- Given instruction a: Pull out every line of the entries that contains the word "white".

- Text to read:
-- Begin --

- VHS cover
- Directed by: Gurinder Chadha
- Screenplay by: Meera Syal
- Story by: Meera Syal Gurinder Chadha
- Produced by: Nadine Marsh-Edwards
- Starring: Kim Vithana Jimmi Harkishin Sarita Khajuria
- Cinematography: John Kenway
- Edited by: Oral Norrie Ottey
- Music by: John Altman Craig Pruess
- Production companies: Channel Four Films Umbi Films
- Distributed by: First Independent Films
- Release date: 11 September 1993 (Toronto Film Festival);
- Running time: 101 minutes
- Country: United Kingdom
- Languages: English Hindi Punjabi
- Box office: $735,192

= Bhaji on the Beach =

1993 film directed by Gurinder Chadha

Bhaji on the Beach is a 1993 British comedy-drama film directed by Gurinder Chadha (in her feature film directorial debut) and written by Meera Syal.

-- End --

[Location identification entries]
-- Begin --

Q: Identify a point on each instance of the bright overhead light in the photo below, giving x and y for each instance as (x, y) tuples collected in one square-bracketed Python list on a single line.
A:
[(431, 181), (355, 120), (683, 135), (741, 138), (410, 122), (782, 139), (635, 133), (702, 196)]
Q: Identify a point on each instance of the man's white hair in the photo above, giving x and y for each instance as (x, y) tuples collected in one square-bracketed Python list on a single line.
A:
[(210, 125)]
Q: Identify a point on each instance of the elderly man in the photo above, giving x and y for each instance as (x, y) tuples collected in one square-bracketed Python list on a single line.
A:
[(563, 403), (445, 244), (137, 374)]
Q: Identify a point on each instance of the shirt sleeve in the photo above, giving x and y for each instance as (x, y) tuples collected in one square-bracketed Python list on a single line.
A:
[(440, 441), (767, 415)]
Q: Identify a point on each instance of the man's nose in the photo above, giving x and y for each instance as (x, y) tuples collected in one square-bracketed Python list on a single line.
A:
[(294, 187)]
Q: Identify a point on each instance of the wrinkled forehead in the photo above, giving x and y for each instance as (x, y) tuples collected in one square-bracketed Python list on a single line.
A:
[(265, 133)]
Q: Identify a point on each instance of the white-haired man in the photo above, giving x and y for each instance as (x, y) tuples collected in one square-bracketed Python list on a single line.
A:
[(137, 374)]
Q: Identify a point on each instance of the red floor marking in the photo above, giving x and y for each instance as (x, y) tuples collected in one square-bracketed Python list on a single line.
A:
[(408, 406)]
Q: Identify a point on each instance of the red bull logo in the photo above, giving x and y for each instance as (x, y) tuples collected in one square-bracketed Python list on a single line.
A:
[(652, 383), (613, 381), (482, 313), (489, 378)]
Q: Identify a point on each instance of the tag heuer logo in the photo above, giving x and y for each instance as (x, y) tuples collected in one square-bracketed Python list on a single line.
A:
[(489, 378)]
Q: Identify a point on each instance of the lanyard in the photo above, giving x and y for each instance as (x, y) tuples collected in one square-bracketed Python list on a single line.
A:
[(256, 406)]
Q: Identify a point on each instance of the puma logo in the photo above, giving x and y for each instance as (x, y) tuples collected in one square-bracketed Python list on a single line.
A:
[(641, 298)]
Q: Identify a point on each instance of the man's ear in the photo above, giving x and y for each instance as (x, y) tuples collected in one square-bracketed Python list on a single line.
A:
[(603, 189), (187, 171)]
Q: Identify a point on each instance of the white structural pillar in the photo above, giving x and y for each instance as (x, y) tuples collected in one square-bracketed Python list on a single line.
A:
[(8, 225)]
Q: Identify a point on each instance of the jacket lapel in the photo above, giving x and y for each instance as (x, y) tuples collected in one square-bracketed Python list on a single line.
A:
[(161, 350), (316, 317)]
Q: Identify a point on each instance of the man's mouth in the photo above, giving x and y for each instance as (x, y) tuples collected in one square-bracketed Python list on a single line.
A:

-- End --

- Given instruction b: In the film page above, shorten the paragraph that begins "Bhaji on the Beach is a 1993" while keeping its main facts.

- Correct result a:
Q: Identify a point on each instance of the man's white hair in the photo above, giving x and y for each instance as (x, y) tuples collected in one square-bracketed Python list on a single line.
Q: Identify a point on each instance of the white-haired man in the photo above, giving x and y for each instance as (x, y) tuples collected in one square-bracketed Python list on a single line.
Q: Identify a point on each instance of the white structural pillar in the photo above, giving x and y for each instance as (x, y) tuples collected in one square-bracketed Python list on a single line.

- Correct result b: Bhaji on the Beach (1993) is a British comedy-drama written by Meera Syal. It was directed by Gurinder Chadha as her first feature film.